--- TEXT BLOCK Enclosed Below ---

The real risk is that the core assumption -- that the votes for a candidate sponsored by an alliance will at least equal the sum total of its parts -- proves to be facile, observes T N Ninan.
If they are not careful, what awaits the Opposition parties which have come together under an INDIA (Indian National Developmental Inclusive Alliance) umbrella down the road is a repeat of 1971.
Then too, an Opposition alliance got together and tried to oust a strong prime minister.
The slogan was: Indira Hatao (remove Indira). Mrs Gandhi countered with the more resonant Garibi Hatao (remove poverty).
It is easy to see why the prime minister won.
Today's Opposition parties have come together to say Modi Hatao, while Narendra Modi talks of Amrit Kaal, which is the aspirational equivalent of yesteryear's Garibi Hatao.
It is admittedly early days, and so far INDIA (a pretentious and confusing name) has focused on cobbling together some basic arrangements.
The next step has to be spelling out why the voter should buy into its goal of removing Mr Modi, and why the alliance would be a better bet.
One assumes that INDIA will not plan a repeat of the Congress campaign of 2019, when Rahul Gandhi focused on a charge of personal corruption, since it didn't cut much ice.
Nor can it hope for a negative vote (as happened in post-Emergency 1977 and to a degree in 2014) since the prime minister's personal popularity seems to dwell at stratospheric levels.
To be sure, many people are bitterly critical of Mr Modi for his strong-arm record of weakening the institutions that might have made a powerful executive more accountable.
But those inclined to vote on this basis are likely to be relatively few, and even they can see that many of the parties in the Opposition (the Congress included) are also inclined to abuse their power when in office.
If the Opposition hopes to win, the new alliance will have to offer more than criticism of the government; it will have to offer a manifestly superior alternative.
That won't be easy. To start with, the Opposition has no leader to set up against Narendra Modi -- an important reason why the Bharatiya Janata Party has done consistently better in national as opposed to state elections.
The Opposition will also have limited resources to throw into the fray, and is likely to run a less organised campaign than the ruling party, although experience shows that money power cannot trump voter mood if it is hostile.
Why would the mood be hostile? Inflation and unemployment are likely candidates.
To neutralise that, Mr Modi's pitch will include having delivered on the BJP's core agenda: Building the temple in Ayodhya, getting rid of Jammu and Kashmir's special status, and ending what his voter base sees as the appeasement of minorities.
He can also spin a narrative, with the usual mixture of fact and exaggeration, about enhancing national pride by raising India's global profile (though there is criticism abroad about his civil liberties record), becoming more assertive on national security (if we can forget China for the moment), and putting India on course to becoming the third-largest economy.
He could additionally focus on the various digitisation initiatives, a range of welfare measures, and the visible signs of development: Building the country's physical infrastructure and introducing fast inter-city trains.
With memories of demonetisation and the similarly disastrous Covid lockdown of 2020 fading, many voters would look at the record and be willing to vote Mr Modi a third term.
But it is early days, and the Opposition alliance may in due course hammer out an agreed programme detailing what it will do if elected.
This would likely promise a range of freebies, as was done by the Congress in Karnataka recently, such being also the instinctive approach of the Aam Aadmi Party.
The alliance might also focus on those left behind by the K-shaped pattern of growth; it worked in 2004 against the Vajpayee government.
But in adopting a welfarist-populist platform, the alliance is likely to veer away from promising market-oriented economic reform.
The real risk, though, is that the core assumption -- that the votes for a candidate sponsored by an alliance will at least equal the sum total of its parts -- proves to be facile.

--- End of Enclosed TEXT BLOCK ---
--- INFORMATION SHOWN Enclosed Below ---

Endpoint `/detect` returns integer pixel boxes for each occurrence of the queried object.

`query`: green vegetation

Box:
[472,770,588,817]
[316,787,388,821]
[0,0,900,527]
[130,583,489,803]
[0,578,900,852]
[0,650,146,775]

--- End of Enclosed INFORMATION SHOWN ---

**ASSIGNMENT**
List every year mentioned in the commentary on the INDIA alliance, in the order they appear. The records were taken from a different source than the text.

**ANSWER TO THE EXERCISE**
1971, 2019, 1977, 2014, 2020, 2004